> Zu lösende Aufgabe
Gib die Zeilen unten als JSON-Liste von Strings aus, einen String pro Zeile und ohne Leerzeilen. Beginne bei der Zeile, die „Practice step: identify the white baseboard“ enthält, und ende mit der letzten Zeile.

[Datensätze zur Positionsbestimmung]
━━━━━━━━━━━━━━━━━━━━━━━━━━━━━━
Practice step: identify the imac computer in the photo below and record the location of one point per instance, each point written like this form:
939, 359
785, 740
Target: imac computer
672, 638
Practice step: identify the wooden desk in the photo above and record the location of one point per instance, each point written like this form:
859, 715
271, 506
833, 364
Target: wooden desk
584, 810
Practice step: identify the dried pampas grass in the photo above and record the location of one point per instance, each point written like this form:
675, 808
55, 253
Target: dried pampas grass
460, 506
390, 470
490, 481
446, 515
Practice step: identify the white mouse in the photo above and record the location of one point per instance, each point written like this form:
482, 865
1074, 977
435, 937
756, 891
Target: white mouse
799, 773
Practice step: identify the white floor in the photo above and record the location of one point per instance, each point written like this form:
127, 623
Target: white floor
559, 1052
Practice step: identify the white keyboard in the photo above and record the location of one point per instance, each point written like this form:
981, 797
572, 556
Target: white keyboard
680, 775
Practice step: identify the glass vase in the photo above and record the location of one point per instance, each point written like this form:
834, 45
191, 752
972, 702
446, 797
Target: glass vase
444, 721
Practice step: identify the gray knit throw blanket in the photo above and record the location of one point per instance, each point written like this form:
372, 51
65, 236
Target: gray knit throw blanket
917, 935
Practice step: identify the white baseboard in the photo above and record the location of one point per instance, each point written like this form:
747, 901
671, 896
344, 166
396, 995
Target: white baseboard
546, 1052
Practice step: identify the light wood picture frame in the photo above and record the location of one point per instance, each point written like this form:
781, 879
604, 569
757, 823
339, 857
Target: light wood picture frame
━━━━━━━━━━━━━━━━━━━━━━━━━━━━━━
> Schriftliche Antwort
[
  "Practice step: identify the white baseboard in the photo above and record the location of one point per instance, each point written like this form:",
  "747, 901",
  "671, 896",
  "344, 166",
  "396, 995",
  "Target: white baseboard",
  "546, 1052",
  "Practice step: identify the light wood picture frame in the photo above and record the location of one point per instance, each point written like this form:",
  "781, 879",
  "604, 569",
  "757, 823",
  "339, 857",
  "Target: light wood picture frame"
]